Texte fourni:
★ ★ ★
La jurisprudence francophone des Cours suprêmes


recherche avancée

26/11/2013 | FRANCE | N°11MA03892

France | France, Cour administrative d'appel de Marseille, 4ème chambre-formation à 3, 26 novembre 2013, 11MA03892


Vu la requête, enregistrée par télécopie le 18 octobre 2011 et régularisée par courrier le 19 octobre 2011, présentée par le préfet des Alpes-Maritimes ;

Le préfet des Alpes-Maritimes demande à la Cour d'annuler le jugement n° 1002842, 1102229 du 19 septembre 2011 du tribunal administratif de Nice en tant qu'il a annulé sa décision du 16 décembre 2010 refusant de délivrer un titre de séjour à M. B...D...en assortissant ce refus d'une obligation de quitter le territoire français ;

..................................................................................

........................

Vu les autres pièces du dossier ;

Vu la convention ...

Vu la requête, enregistrée par télécopie le 18 octobre 2011 et régularisée par courrier le 19 octobre 2011, présentée par le préfet des Alpes-Maritimes ;

Le préfet des Alpes-Maritimes demande à la Cour d'annuler le jugement n° 1002842, 1102229 du 19 septembre 2011 du tribunal administratif de Nice en tant qu'il a annulé sa décision du 16 décembre 2010 refusant de délivrer un titre de séjour à M. B...D...en assortissant ce refus d'une obligation de quitter le territoire français ;

..........................................................................................................
★ ★ ★
Étiquetage de la position des objets
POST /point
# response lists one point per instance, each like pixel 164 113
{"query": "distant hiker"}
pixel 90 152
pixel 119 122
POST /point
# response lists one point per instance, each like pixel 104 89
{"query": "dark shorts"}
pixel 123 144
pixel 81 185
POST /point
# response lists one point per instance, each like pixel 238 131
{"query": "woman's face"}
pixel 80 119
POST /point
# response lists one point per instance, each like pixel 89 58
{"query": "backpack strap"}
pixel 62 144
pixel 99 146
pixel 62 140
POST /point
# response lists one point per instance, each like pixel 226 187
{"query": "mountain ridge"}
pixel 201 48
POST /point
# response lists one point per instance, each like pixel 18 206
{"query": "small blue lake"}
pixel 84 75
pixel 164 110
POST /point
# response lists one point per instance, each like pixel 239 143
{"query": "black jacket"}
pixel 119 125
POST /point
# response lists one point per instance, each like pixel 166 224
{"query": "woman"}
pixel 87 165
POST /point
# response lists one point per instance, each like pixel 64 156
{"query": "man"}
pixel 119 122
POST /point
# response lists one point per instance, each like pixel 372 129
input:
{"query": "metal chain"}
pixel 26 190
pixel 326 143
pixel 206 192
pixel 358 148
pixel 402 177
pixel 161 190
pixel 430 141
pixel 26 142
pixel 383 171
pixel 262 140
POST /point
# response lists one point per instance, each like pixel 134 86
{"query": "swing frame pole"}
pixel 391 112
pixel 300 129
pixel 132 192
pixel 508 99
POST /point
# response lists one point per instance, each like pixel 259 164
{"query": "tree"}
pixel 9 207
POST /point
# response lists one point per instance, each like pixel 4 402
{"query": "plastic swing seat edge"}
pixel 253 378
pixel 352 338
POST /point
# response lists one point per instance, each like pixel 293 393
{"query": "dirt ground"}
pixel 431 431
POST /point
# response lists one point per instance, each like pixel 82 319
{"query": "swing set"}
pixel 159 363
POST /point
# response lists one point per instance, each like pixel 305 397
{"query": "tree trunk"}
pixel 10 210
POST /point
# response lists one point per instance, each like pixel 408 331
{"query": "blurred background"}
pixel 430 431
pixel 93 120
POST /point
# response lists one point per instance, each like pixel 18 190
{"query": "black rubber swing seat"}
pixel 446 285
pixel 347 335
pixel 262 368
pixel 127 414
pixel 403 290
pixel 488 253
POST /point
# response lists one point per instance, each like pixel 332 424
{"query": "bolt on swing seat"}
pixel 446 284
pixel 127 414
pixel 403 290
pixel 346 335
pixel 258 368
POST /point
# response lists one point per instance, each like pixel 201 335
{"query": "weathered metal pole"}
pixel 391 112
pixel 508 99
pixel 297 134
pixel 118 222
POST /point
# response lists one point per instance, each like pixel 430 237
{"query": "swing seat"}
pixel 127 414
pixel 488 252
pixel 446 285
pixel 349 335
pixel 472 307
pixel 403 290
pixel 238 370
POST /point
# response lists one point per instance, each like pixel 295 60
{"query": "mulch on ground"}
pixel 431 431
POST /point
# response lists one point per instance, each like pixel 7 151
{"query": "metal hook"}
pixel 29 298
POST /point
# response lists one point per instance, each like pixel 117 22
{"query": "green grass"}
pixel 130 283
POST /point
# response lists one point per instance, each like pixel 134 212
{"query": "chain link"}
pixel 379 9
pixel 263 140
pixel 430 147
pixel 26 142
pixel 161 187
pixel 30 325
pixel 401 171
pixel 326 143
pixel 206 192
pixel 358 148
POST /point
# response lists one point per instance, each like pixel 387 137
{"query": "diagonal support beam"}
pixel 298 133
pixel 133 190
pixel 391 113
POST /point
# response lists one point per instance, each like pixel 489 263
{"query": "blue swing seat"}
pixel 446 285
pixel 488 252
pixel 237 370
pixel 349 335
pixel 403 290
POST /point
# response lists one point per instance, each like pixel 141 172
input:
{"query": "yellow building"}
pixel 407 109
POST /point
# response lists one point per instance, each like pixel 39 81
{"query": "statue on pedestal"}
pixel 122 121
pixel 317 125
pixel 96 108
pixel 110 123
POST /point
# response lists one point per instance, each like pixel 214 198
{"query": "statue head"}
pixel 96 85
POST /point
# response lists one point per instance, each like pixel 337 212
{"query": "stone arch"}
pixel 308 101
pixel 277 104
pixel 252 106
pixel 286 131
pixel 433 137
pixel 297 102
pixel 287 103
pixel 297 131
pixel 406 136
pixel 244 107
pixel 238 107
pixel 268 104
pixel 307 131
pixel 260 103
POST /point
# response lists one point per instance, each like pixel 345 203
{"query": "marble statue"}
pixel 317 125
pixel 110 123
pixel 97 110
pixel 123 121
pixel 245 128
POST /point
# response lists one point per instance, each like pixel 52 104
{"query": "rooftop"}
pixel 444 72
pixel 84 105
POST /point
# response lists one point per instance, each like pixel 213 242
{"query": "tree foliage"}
★ ★ ★
Consignes:
Relevez toutes les dates distinctes mentionnées dans la décision de la Cour administrative d'appel de Marseille présentée plus haut.

Réponse rédigée:
- 26 novembre 2013
- 18 octobre 2011
- 19 octobre 2011
- 19 septembre 2011
- 16 décembre 2010